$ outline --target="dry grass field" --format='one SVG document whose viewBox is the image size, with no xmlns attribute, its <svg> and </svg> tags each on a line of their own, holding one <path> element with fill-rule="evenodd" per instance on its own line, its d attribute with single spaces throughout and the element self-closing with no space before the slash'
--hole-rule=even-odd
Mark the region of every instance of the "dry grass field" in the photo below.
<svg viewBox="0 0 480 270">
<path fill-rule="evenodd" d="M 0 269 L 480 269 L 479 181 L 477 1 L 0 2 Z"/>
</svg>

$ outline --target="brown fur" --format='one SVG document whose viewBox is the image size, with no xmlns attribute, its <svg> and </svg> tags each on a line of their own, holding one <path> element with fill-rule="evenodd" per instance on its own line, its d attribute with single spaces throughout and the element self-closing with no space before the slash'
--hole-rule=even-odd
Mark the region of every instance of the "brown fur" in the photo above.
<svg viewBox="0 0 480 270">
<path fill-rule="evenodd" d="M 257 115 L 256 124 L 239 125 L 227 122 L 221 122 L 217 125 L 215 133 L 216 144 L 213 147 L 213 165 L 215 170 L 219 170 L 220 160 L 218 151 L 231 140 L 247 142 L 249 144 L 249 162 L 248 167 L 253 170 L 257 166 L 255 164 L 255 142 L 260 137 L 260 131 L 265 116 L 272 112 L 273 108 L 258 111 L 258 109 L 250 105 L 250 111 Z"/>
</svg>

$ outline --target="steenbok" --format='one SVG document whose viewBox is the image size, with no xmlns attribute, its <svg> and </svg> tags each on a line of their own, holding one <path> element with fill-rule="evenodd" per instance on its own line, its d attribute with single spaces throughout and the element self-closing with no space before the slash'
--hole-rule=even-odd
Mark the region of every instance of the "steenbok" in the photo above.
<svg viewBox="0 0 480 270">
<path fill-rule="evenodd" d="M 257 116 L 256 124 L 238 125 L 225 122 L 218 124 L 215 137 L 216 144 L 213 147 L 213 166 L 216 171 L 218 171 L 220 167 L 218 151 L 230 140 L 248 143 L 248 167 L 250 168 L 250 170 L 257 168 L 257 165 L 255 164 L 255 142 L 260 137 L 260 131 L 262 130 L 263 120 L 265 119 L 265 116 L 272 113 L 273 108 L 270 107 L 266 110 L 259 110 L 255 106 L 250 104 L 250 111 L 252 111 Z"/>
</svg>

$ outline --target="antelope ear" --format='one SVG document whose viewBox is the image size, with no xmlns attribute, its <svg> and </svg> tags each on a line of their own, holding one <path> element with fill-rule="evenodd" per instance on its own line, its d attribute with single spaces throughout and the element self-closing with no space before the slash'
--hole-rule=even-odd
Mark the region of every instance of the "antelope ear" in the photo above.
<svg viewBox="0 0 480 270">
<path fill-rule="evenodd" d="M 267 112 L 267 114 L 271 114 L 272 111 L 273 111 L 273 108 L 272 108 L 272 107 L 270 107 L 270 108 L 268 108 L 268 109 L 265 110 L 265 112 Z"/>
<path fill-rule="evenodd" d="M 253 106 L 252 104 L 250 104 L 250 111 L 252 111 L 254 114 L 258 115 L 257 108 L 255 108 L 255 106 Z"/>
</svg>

####################

= Aim of the exercise =
Copy out the records above without altering anything.

= Completed exercise =
$ outline --target="dry grass field" --format='one SVG document whose viewBox is the image size, with no xmlns attribute, its <svg> and </svg> tags each on a line of their own, holding one <path> element with fill-rule="evenodd" per instance on its own line, its d attribute with single spaces throughout and the element self-closing with no space before the slash'
--hole-rule=even-odd
Mark the region of every instance of the "dry grass field" in the photo below.
<svg viewBox="0 0 480 270">
<path fill-rule="evenodd" d="M 0 269 L 480 269 L 479 181 L 477 1 L 0 2 Z"/>
</svg>

$ outline --target="brown fur" --format='one SVG document whose viewBox is the image size, with no xmlns attribute, its <svg> and </svg> tags each on a line of their own, holding one <path> element with fill-rule="evenodd" per instance on its own line, its d attribute with single spaces throughout and the element self-closing with no space before the slash'
--hole-rule=even-odd
Mark the region of every instance of the "brown fur" in the photo above.
<svg viewBox="0 0 480 270">
<path fill-rule="evenodd" d="M 257 115 L 256 124 L 239 125 L 227 122 L 221 122 L 217 125 L 215 133 L 216 144 L 213 147 L 213 165 L 215 170 L 219 170 L 220 160 L 218 151 L 231 140 L 247 142 L 249 144 L 249 162 L 248 167 L 253 170 L 257 166 L 255 164 L 255 142 L 260 137 L 260 131 L 265 116 L 272 112 L 273 108 L 258 111 L 258 109 L 250 105 L 250 111 Z"/>
</svg>

$ outline --target="steenbok" --format='one SVG document whose viewBox is the image size, with no xmlns attribute, its <svg> and </svg> tags each on a line of their own, holding one <path> element with fill-rule="evenodd" per instance on its own line, its d attribute with single spaces throughout and the element self-closing with no space before the slash'
--hole-rule=even-odd
Mark the region of every instance of the "steenbok" in the photo above.
<svg viewBox="0 0 480 270">
<path fill-rule="evenodd" d="M 257 116 L 256 124 L 238 125 L 225 122 L 218 124 L 215 137 L 216 144 L 213 147 L 213 166 L 216 171 L 218 171 L 220 167 L 218 151 L 230 140 L 248 143 L 248 167 L 250 168 L 250 170 L 257 168 L 257 165 L 255 164 L 255 142 L 260 137 L 260 131 L 262 130 L 263 120 L 265 119 L 265 116 L 272 113 L 273 108 L 270 107 L 266 110 L 259 110 L 255 106 L 250 104 L 250 111 L 252 111 Z"/>
</svg>

$ outline --target="antelope ear" --format='one SVG document whose viewBox is the image size, with no xmlns attribute, its <svg> and </svg> tags each on a line of their own, holding one <path> element with fill-rule="evenodd" per instance on its own line, its d attribute with single spaces throughout and the element self-closing with no space before the slash'
--hole-rule=even-odd
Mark the region of every instance of the "antelope ear" in the photo above.
<svg viewBox="0 0 480 270">
<path fill-rule="evenodd" d="M 267 112 L 267 114 L 271 114 L 272 111 L 273 111 L 273 108 L 272 108 L 272 107 L 270 107 L 270 108 L 268 108 L 268 109 L 265 110 L 265 112 Z"/>
<path fill-rule="evenodd" d="M 253 106 L 252 104 L 250 104 L 250 111 L 252 111 L 254 114 L 258 115 L 257 108 L 255 108 L 255 106 Z"/>
</svg>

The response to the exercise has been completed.